+++ Extracted data
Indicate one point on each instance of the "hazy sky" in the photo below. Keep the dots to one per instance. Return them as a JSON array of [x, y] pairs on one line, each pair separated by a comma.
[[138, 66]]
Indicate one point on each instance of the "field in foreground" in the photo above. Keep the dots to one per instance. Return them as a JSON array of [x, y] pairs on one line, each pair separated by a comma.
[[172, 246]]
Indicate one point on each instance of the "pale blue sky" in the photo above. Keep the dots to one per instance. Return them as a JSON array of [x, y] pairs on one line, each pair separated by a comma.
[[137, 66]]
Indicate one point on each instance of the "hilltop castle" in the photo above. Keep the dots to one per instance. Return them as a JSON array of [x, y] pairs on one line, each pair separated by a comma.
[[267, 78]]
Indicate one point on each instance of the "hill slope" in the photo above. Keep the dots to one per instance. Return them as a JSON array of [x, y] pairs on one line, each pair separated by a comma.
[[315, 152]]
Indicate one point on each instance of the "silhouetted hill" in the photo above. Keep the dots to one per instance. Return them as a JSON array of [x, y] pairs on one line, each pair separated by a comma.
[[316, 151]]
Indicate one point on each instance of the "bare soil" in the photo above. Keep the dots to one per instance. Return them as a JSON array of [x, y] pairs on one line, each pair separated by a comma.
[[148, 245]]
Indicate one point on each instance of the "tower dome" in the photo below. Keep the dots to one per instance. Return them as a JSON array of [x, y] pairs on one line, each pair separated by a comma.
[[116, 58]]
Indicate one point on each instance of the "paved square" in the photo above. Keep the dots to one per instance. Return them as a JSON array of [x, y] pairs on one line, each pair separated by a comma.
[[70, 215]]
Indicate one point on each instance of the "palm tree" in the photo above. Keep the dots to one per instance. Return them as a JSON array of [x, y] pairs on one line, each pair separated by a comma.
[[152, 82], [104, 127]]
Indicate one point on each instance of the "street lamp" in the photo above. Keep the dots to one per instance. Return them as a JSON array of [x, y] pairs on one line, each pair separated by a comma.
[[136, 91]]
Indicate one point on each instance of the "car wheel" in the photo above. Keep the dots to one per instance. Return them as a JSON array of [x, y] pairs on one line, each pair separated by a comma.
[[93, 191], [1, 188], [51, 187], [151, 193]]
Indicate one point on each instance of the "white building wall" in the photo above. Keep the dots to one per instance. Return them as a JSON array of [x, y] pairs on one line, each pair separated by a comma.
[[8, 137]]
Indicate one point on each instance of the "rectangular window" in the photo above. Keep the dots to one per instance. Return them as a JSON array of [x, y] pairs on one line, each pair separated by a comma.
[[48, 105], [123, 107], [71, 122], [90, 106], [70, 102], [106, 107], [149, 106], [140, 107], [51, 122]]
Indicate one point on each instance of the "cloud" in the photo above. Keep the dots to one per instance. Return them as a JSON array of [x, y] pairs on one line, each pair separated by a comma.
++++++
**What is needed**
Return the whole of the data, character for character.

**Solution below**
Indicate one point on each instance of the "hazy sky" in the photo below. Keep the dots to one per instance. Return them as a JSON array of [x, y] pairs on one line, each pair separated by a comma.
[[138, 66]]
Indicate one point on each instance of the "field in foreground" in the photo above. Keep the dots to one per instance. Return them as a JSON array of [x, y] pairs on one line, each pair separated by a comma.
[[172, 246]]
Indicate one point on each instance of the "pale blue sky" in the photo above. Keep the dots to one per instance. Return them as a JSON array of [x, y] pairs on one line, each pair separated by a comma.
[[137, 66]]
Indicate one point on each instance of the "hilltop castle" in the photo above. Keep the dots to one per instance. Return them as a JSON array of [x, y] pairs on one line, each pair separated by a comma.
[[267, 78]]
Indicate one point on each instance of the "hill slope" in the photo above. Keep the dots to one per instance. Return them as a JSON array of [x, y] pairs on one line, each pair separated by a comma.
[[315, 152]]
Indicate one point on each instance of the "silhouetted hill" in the photo above. Keep the dots to one per instance. Return them as a JSON array of [x, y] pairs on one line, each pair separated by a comma.
[[316, 151]]
Indicate one point on each instance of the "bare soil" in the photo above. Keep the dots to one per instance. Return them as a JSON array of [x, y] pairs on one line, each pair separated by a comma.
[[148, 245]]
Indicate one point on each instance of the "tower dome" in the photo below. Keep the dots to one per instance. Return them as a JSON array of [x, y] pairs on one line, each pair separated by a comma.
[[116, 58]]
Indicate one point on each instance of the "paved square" in the photo above. Keep the dots to one per instance. Return them as a JSON array of [x, y] pairs on one line, each pair separated by a comma.
[[70, 215]]
Indicate one point on each instance of the "palm tree" in the photo above. Keep the dots to one per instance. Return them as a JSON array of [x, y] pairs on one line, each pair separated by a comma.
[[152, 82], [104, 127]]
Indicate one point on each instance of the "street lamp" in the photo above. Keep the dots to one per instance. Return them as a JSON array of [x, y] pairs on one line, each pair separated by a comma.
[[136, 91]]
Indicate one point on each instance of the "car wheel" in the photo above. Keep the dots to one per instance. Return them as a JSON array of [x, y] pairs on one line, each pair separated by a comma.
[[93, 191], [1, 188], [51, 187], [151, 193]]
Indicate one point on each instance of the "white building wall" in the photo above. Keep the dots to one per instance. Return them as a JSON array of [x, y] pairs on one line, each pair separated by a comma.
[[8, 137]]
Indicate one point on each instance of the "rectangular window" in the photo above. Keep the dots to one per instance. Return them as a JSON array of [x, y] pairs on one line, each pair separated by a comma.
[[48, 105], [123, 107], [71, 122], [90, 106], [70, 102], [106, 107], [149, 106], [140, 107], [51, 122]]
Indicate one point on each instance of the "cloud" in the photo above. Keep the dots to one per instance. Return them as a JSON array of [x, y] pairs on one line, each pair separated by a comma.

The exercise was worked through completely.